- **INPUT DATA**:
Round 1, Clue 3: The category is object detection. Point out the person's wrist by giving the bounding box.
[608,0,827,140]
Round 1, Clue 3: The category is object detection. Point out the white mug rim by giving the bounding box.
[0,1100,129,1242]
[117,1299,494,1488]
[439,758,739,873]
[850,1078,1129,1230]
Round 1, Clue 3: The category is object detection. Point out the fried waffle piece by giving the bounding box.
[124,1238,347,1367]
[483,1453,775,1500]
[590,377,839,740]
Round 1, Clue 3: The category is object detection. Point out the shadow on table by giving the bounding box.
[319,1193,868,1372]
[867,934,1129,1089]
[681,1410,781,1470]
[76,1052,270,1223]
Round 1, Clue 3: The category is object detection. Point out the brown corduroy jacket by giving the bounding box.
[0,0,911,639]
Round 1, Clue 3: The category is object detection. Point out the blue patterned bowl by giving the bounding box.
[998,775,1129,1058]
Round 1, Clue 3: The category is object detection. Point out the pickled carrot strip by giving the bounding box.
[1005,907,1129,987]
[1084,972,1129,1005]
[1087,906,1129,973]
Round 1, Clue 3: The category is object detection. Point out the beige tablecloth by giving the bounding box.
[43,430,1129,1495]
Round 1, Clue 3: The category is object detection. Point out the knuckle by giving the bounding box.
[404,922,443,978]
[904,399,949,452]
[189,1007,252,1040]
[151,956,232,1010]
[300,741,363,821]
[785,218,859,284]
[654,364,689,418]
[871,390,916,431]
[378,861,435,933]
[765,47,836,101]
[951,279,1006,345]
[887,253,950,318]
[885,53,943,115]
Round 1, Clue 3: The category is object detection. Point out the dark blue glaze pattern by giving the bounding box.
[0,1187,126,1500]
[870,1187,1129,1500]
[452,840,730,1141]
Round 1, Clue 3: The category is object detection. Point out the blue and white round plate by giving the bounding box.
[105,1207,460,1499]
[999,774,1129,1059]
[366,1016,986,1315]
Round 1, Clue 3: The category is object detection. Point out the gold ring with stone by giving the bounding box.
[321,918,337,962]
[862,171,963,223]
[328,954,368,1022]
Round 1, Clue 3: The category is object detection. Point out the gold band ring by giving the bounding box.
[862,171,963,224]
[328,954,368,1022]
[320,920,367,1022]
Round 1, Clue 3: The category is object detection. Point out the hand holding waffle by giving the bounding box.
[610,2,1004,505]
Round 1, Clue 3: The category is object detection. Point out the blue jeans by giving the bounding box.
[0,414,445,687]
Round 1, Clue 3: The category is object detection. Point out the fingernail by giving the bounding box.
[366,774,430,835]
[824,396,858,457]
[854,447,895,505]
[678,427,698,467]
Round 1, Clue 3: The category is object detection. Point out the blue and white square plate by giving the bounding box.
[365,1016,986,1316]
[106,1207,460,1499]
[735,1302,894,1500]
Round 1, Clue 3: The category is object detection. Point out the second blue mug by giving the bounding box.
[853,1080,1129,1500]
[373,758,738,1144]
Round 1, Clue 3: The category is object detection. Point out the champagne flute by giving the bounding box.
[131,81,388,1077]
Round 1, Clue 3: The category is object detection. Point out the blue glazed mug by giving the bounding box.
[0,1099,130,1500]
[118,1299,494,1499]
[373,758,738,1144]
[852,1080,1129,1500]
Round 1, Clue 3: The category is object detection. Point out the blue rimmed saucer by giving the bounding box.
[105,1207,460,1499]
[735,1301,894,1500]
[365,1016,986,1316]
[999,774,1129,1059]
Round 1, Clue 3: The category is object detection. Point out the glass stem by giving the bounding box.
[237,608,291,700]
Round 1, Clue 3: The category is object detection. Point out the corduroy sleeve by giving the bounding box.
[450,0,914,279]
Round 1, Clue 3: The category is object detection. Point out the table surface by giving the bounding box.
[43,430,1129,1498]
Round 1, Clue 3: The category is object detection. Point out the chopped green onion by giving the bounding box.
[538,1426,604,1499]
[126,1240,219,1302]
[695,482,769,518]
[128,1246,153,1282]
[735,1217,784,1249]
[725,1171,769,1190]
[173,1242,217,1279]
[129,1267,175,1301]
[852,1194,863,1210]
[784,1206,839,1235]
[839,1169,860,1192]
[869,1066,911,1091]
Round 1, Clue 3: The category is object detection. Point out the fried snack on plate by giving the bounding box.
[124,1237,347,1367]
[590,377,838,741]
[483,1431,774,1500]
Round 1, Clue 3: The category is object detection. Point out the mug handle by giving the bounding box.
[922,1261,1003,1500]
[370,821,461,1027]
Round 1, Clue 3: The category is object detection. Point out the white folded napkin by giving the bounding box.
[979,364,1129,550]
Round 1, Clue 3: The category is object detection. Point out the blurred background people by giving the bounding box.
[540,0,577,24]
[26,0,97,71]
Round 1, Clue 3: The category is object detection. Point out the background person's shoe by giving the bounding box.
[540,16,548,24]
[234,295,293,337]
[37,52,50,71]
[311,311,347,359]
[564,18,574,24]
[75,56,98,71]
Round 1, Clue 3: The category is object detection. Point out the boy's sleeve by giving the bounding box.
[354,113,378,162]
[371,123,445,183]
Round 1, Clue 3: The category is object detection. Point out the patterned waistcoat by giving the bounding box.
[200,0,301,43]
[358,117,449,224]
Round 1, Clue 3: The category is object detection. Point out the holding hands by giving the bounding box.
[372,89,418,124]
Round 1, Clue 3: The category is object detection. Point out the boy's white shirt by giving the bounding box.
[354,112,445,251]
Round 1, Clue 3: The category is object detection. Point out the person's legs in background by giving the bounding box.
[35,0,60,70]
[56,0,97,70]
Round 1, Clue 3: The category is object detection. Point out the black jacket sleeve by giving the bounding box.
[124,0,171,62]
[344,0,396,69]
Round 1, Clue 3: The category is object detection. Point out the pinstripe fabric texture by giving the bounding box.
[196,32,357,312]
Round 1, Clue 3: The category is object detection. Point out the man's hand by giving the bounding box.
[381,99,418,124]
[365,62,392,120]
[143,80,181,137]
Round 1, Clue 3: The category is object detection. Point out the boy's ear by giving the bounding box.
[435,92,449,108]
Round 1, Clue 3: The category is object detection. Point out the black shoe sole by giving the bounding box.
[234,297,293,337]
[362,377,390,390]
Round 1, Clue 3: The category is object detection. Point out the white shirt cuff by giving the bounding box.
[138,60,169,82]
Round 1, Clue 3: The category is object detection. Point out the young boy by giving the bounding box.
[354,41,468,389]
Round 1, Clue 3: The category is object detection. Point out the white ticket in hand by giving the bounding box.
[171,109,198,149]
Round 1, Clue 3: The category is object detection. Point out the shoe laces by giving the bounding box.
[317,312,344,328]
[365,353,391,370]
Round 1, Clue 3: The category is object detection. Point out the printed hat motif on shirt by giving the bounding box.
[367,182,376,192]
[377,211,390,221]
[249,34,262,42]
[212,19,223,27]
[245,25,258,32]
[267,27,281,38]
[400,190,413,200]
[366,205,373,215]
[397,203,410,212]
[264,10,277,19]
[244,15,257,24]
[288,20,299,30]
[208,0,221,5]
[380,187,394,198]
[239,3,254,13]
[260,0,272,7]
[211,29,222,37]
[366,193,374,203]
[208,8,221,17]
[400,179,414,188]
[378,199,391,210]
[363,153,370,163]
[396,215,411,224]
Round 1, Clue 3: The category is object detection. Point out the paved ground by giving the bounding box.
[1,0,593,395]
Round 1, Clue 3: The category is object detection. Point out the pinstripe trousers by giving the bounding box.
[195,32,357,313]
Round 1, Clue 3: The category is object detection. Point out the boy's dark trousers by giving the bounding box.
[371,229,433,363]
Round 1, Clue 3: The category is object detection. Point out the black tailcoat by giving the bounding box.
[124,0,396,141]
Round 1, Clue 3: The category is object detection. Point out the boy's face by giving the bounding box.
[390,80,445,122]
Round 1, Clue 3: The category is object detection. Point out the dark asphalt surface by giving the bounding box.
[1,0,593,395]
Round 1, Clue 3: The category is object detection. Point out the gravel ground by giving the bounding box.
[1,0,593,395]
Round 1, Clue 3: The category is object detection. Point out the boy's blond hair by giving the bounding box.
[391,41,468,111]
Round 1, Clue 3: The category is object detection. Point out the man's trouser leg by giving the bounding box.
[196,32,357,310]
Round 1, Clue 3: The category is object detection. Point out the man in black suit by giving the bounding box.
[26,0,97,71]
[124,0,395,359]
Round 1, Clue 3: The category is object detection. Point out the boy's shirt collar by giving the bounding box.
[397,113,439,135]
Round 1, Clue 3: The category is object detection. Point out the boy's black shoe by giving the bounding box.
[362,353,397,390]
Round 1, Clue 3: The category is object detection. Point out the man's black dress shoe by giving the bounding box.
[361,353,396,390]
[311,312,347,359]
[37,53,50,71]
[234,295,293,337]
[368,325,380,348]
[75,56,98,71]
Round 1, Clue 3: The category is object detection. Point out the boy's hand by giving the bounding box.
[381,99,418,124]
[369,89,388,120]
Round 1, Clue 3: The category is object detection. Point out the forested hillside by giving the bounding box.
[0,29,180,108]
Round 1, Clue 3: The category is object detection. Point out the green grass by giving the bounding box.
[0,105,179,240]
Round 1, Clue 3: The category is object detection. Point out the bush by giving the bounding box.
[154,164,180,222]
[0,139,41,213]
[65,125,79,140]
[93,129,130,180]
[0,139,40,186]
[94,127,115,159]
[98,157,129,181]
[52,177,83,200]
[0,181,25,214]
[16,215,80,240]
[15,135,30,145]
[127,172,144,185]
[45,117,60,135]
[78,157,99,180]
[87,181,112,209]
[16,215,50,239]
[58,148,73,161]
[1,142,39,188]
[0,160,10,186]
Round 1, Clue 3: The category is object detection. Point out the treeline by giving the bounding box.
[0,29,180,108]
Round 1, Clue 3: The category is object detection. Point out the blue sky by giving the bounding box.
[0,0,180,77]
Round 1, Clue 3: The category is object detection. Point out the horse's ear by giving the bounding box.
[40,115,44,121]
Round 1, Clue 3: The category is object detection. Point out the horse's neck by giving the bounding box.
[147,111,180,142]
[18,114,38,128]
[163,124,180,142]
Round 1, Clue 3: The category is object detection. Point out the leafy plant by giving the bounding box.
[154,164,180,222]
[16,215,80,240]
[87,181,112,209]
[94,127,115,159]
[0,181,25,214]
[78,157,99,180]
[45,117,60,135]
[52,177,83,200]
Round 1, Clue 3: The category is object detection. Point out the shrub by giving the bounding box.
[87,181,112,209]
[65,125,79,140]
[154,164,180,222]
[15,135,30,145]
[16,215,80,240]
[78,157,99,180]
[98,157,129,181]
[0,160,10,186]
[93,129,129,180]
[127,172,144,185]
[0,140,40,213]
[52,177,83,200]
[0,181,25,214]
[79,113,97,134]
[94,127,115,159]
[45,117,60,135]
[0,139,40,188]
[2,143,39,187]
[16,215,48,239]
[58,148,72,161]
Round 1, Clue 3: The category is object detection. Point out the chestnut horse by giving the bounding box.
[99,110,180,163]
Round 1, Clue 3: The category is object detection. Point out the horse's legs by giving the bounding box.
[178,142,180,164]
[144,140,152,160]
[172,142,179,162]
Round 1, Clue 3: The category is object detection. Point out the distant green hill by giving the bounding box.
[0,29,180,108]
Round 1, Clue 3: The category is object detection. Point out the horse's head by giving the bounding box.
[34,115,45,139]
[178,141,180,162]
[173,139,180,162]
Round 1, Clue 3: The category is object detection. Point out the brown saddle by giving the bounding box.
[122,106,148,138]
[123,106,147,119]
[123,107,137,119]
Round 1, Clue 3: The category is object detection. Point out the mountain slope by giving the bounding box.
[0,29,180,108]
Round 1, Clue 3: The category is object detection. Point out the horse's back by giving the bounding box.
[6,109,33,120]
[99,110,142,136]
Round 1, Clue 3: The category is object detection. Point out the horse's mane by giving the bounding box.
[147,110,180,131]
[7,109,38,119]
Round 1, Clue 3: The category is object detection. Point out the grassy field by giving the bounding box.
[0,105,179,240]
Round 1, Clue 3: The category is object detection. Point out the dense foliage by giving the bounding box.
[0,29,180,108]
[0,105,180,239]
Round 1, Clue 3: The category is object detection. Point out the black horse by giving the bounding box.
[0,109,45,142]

- **ABOUT THIS EXERCISE**: Copy, without any change, the run of lines from the one with "mane by giving the bounding box." through the end of the entries above.

- **ANSWER TO THIS TASK**:
Round 1, Clue 3: The category is object detection. Point out the horse's mane by giving the bounding box.
[147,110,180,131]
[7,109,38,119]
Round 1, Clue 3: The category is object detection. Point out the grassy field by giving the bounding box.
[0,105,179,240]
Round 1, Clue 3: The category is object detection. Point out the dense foliage by giving the bounding box.
[0,29,180,108]
[0,105,180,239]
Round 1, Clue 3: The category is object detection. Point out the black horse by giving the bounding box.
[0,109,45,142]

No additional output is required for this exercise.